-- Start of PASSAGE PROVIDED --
Rebecca Ora: Three Questions
Rebecca Ora has paid strangers on the street to heil Hitler for her video camera. She has sold a pound of her flesh on ebay. She has used her own prestigious fellowship winnings to institute the Rebecca Ora Award for Risktaking in the Arts. Over the past decade, Ora has produced a significant and challenging body of work at the intersection of social practice, anthropology, and fine art. Initially trained as a painter, her oeuvre has evolved to include elements of performance art, new media, and filmmaking that range from hand-sewn Stars of David to glitch art that recodes digital photographs to create new meanings. Across media, Ora irreverently returns to charged questions of belonging, identification, and the limits of the speakable in our increasingly mediated global context.

I think of as Ora’s signature style as an ironic, tongue-in-cheek provocation that elicits a critical uneasiness in her audience. This effect of uneasiness reflects the emotional and critical orientation of the work. Ora uses humor to engage difficult subject matter, continually reworking core themes of identity, taboo, and mediation in her prodigious practice that clearly values risk, messiness, and complexity over safety, aestheticized order, and consensus. There are echoes of feminist artists such as Barbara DeGenevieve and Shirley Clarke in her explorations of the boundaries of empathy and ethics; Ora gives us no more easy answers than they did.
Much of her work engages questions of personal identity and cultural memory in the highly politicized context of contemporary Israel. In the current political climate, in which the Israeli-Palestinian conflict marks ideological positions in United States politics, Ora’s ongoing explorations of the signs of Judaism and the myth of Israel toy with audience expectations shaped by films about the Holocaust and the nightly news cycle alike. Ora prides herself on making people uncomfortable and her work has confounded commentators across the political spectrum. Indeed, despite (or perhaps because of) the fact that almost none of her work deals directly with Palestine, audiences may become anxious when they cannot easily locate the politics of the artist. But trying to locate a political position to ascribe to Ora through her texts would be to miss her point entirely.

In the quagmire of The Intifada-ing, news footage of Ora’s former teacher making incendiary statements on the Temple Mount collides with the artist’s memory of the nice lady who taught them “a preposition is something an airplane could do to a cloud.” In The Melody Returns Zionist found footage is transformed into a kaleidoscopic music video as text written in the first person narrates a romantic relationship seeming to fall apart. First Person Shooter Marathon 2012, I Run Jerusalem, No Land, and the superb Tips for the Beginning Ambassador each explore questions of embodiment, endurance, power, and mediation in relation to the state of Israel. Throughout, the personal and the political bleed into one another indiscriminately; Israel is also Ora’s father’s name. In Affect and Empathy, Ora appears on camera directing two amateur actors as they perform a g-chat between Ora and her sister talking about their family dysfunction within the affluent Jewish community in which she always felt like an outsider.
-- End of PASSAGE PROVIDED --
SHORT PROBLEM A => Return the part of the essay on Rebecca Ora that runs from "Much of her" to "her point entirely.", copied word for word.
-- Start of SUPPLIED DATA --
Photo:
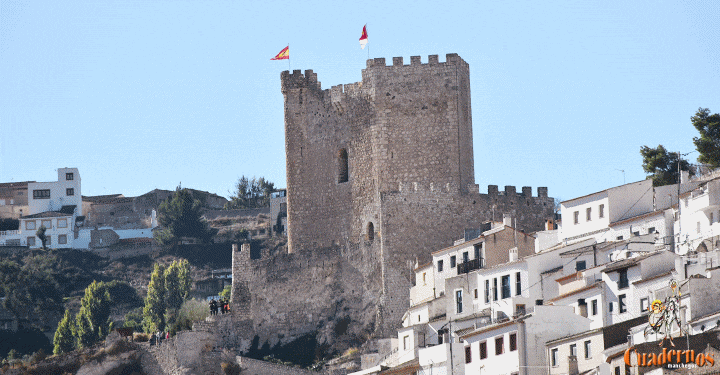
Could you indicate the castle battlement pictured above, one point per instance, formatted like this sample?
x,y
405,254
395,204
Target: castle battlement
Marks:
x,y
415,61
297,79
512,191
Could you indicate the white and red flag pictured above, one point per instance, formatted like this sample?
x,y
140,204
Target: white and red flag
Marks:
x,y
363,38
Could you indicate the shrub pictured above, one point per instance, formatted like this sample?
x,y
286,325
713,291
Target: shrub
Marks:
x,y
141,337
191,311
230,368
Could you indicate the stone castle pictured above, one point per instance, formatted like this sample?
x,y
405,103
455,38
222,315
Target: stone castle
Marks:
x,y
380,173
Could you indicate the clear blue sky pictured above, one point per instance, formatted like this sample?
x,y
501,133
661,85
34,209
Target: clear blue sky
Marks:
x,y
147,94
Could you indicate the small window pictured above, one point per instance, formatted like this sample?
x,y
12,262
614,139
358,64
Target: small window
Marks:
x,y
505,280
622,279
588,353
41,194
370,231
458,301
487,291
593,305
580,265
342,166
499,345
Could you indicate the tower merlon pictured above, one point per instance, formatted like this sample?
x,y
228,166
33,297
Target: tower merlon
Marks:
x,y
296,80
450,58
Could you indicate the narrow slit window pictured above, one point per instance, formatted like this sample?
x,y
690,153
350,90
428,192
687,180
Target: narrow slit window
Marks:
x,y
342,166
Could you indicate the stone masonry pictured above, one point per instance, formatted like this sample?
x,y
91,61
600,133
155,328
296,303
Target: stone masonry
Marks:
x,y
380,173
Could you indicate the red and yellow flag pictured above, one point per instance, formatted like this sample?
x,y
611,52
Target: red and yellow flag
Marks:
x,y
363,37
283,55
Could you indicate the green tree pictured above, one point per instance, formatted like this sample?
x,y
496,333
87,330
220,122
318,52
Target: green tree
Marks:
x,y
662,166
181,216
225,293
92,322
177,284
251,193
64,341
708,144
42,236
154,310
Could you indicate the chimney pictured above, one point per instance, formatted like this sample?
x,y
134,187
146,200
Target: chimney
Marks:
x,y
549,225
507,220
684,176
512,254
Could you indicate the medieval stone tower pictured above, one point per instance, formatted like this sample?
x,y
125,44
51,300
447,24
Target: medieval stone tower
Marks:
x,y
384,167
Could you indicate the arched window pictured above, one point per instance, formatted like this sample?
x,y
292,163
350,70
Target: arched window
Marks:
x,y
342,166
370,231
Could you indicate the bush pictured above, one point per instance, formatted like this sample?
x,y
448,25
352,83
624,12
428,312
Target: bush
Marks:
x,y
191,311
141,337
230,368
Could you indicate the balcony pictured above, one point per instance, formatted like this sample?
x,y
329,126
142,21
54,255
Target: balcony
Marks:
x,y
471,265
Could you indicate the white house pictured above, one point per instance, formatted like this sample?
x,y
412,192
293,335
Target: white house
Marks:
x,y
518,346
53,205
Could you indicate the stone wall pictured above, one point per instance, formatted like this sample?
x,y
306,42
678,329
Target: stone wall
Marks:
x,y
379,173
249,366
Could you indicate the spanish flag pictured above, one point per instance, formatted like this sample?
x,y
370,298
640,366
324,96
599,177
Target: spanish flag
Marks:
x,y
283,55
363,37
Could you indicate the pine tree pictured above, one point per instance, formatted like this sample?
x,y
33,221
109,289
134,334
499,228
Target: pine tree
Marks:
x,y
64,340
154,310
92,322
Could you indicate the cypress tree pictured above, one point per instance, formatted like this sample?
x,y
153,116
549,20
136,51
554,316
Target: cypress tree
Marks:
x,y
154,310
64,340
92,322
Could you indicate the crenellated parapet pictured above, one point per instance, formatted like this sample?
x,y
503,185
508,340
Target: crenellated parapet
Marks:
x,y
415,61
297,80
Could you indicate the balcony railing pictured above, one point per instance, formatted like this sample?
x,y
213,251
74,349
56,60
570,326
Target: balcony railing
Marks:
x,y
471,265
-- End of SUPPLIED DATA --
SHORT PROBLEM B => How many lines in the rows contain the string "pine"? Case counts, and the reply should be the number alone.

RIGHT ANSWER A =>
Much of her work engages questions of personal identity and cultural memory in the highly politicized context of contemporary Israel. In the current political climate, in which the Israeli-Palestinian conflict marks ideological positions in United States politics, Ora’s ongoing explorations of the signs of Judaism and the myth of Israel toy with audience expectations shaped by films about the Holocaust and the nightly news cycle alike. Ora prides herself on making people uncomfortable and her work has confounded commentators across the political spectrum. Indeed, despite (or perhaps because of) the fact that almost none of her work deals directly with Palestine, audiences may become anxious when they cannot easily locate the politics of the artist. But trying to locate a political position to ascribe to Ora through her texts would be to miss her point entirely.

RIGHT ANSWER B => 2